(Note: I have a really slow internet connection, so can’t upload pictures. I wanted to fill this one with pictures of all the animals I’ve seen so far, but that will have to be it’s own post. I’ve seen more than you can imagine!)
A few days ago, Kari posted a comment asking me if there is anything I miss from the stick home lifestyle now that I am fulltime in my motorhome. I’ve been thinking about her question a lot, so thought I’d write a post about it.
As a general theme, I realize that the things I worried about losing weren’t a big deal and that the things I’ve gained are.
These are a few of the things I thought about:
Hot Baths?
This might sound funny, but the thing I worried about most was not being able to soak in a hot bath. It was such a deeply engrained, end-of-the-day (and water-wasteful) ritual, that I was even Googling for portable bathtubs!
Now, I still wouldn’t mind being able to take a hot bath, but have realized that at the end of a long day, when I’ve hiked a beautiful trail, watched and listened to wildlife, scoped out waterfalls and mountain ranges, or even just listened to wild rain and wind while hunkered down in my motorhome, I am no longer so desperate for something to help me unwind.
So, I would not trade my national park forays for a soak in a hot bath!
Television?
Television was another daily habit that I was a little worried about. I was kind of a news junkie, but after an uncomfortable weaning period, don’t miss it at all. I had no idea how much stress that was adding to my lifestyle, so getting a break from the 24 hour news cycle is an unexpected boon.
RV Maintenance?
As expected, I have had some maintenance issues with my RV (some new ones that I need to post about), but, again, they hardly register on my stress scale. With my house, recent maintenance included a new roof from hail damage, a rat infestation I couldn’t conquer, a tankless hot water heater that wasn’t working , a dead tree, etc., etc., etc.
So, for me, moving from my house to my motorhome has meant less maintenance. Also, it feels so self contained and manageable, unlike a big old house.
Favorite foods and restaurants?

★ ★ ★

§ **What to produce**
Please output the section of the motorhome post from "So, for me, moving" up to and including "foods and restaurants?", copied word for word. The records were taken from a separate source.

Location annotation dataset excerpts
★ ★ ★

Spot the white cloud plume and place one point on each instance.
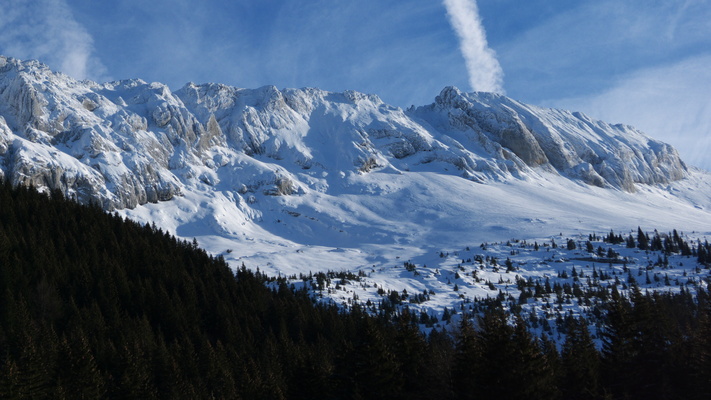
(485, 73)
(47, 30)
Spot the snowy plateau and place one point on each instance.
(378, 199)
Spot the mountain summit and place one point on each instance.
(307, 167)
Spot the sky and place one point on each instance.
(644, 63)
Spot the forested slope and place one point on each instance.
(94, 306)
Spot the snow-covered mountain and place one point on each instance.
(299, 179)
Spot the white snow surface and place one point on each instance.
(303, 180)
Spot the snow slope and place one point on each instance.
(299, 180)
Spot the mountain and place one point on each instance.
(297, 179)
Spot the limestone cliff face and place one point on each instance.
(571, 144)
(126, 143)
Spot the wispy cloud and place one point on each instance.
(485, 73)
(47, 30)
(670, 103)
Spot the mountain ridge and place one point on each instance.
(294, 177)
(484, 136)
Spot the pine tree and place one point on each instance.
(580, 362)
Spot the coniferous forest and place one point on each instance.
(94, 306)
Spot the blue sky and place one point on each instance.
(642, 62)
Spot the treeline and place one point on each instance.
(94, 306)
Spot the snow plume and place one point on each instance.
(47, 30)
(485, 73)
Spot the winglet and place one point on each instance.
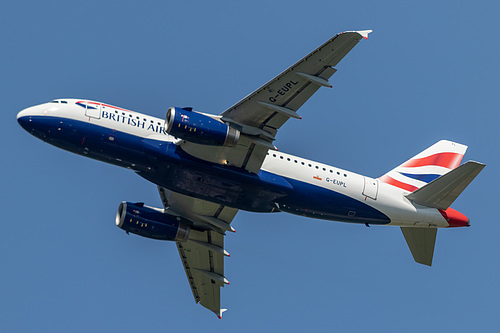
(364, 33)
(221, 311)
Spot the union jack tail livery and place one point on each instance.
(432, 163)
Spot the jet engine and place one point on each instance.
(151, 223)
(198, 128)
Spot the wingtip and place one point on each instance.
(221, 311)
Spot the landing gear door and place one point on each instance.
(371, 188)
(93, 109)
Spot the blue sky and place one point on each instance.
(428, 72)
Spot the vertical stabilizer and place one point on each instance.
(421, 242)
(427, 166)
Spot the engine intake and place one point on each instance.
(198, 128)
(150, 223)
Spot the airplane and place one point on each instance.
(207, 167)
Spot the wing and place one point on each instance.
(203, 253)
(259, 115)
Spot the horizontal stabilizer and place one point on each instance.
(441, 192)
(421, 242)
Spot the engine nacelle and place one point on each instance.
(198, 128)
(150, 223)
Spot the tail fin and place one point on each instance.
(432, 163)
(421, 242)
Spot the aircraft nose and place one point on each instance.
(25, 118)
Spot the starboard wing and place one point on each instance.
(259, 115)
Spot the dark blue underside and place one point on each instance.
(167, 165)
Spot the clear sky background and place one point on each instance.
(429, 71)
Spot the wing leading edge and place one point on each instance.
(259, 115)
(202, 255)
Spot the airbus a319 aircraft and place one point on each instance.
(207, 167)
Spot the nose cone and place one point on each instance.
(25, 117)
(455, 218)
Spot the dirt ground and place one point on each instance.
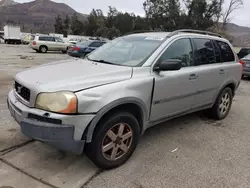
(191, 151)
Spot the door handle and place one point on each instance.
(193, 76)
(221, 71)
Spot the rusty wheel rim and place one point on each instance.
(117, 141)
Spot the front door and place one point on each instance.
(210, 70)
(174, 90)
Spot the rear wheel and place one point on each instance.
(114, 141)
(223, 104)
(43, 49)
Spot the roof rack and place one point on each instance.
(194, 31)
(139, 31)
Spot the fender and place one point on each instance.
(223, 86)
(110, 106)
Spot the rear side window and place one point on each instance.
(227, 54)
(180, 49)
(96, 44)
(243, 52)
(204, 52)
(42, 38)
(51, 39)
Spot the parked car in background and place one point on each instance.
(243, 52)
(83, 48)
(103, 103)
(246, 65)
(44, 43)
(12, 34)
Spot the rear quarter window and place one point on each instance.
(227, 54)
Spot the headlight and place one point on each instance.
(61, 102)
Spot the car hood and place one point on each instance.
(72, 75)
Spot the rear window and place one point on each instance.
(227, 54)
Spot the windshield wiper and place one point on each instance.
(101, 61)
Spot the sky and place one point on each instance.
(239, 17)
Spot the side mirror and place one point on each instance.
(168, 65)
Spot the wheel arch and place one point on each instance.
(133, 105)
(231, 84)
(43, 45)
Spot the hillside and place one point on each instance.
(7, 3)
(38, 16)
(35, 16)
(240, 34)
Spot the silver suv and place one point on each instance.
(103, 104)
(44, 43)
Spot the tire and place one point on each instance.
(222, 105)
(115, 122)
(43, 49)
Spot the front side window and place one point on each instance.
(204, 53)
(227, 54)
(59, 40)
(181, 50)
(41, 38)
(95, 44)
(127, 51)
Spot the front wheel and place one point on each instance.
(223, 104)
(114, 141)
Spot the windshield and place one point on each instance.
(247, 57)
(127, 51)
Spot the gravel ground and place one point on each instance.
(191, 151)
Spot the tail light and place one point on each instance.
(76, 48)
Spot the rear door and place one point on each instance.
(230, 65)
(174, 90)
(51, 43)
(60, 45)
(209, 70)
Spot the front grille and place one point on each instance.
(22, 91)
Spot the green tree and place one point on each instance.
(163, 14)
(202, 14)
(113, 33)
(77, 27)
(95, 21)
(110, 21)
(59, 28)
(66, 24)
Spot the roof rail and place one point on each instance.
(139, 31)
(194, 31)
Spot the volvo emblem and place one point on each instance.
(19, 88)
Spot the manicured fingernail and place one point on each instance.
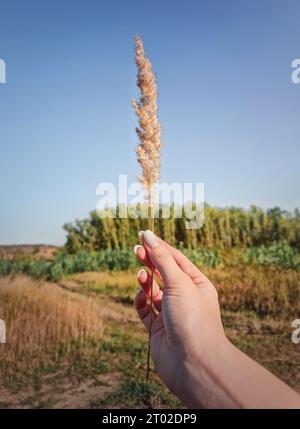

★ ★ ★

§ **Full output**
So, for me, moving from my house to my motorhome has meant less maintenance. Also, it feels so self contained and manageable, unlike a big old house.
Favorite foods and restaurants?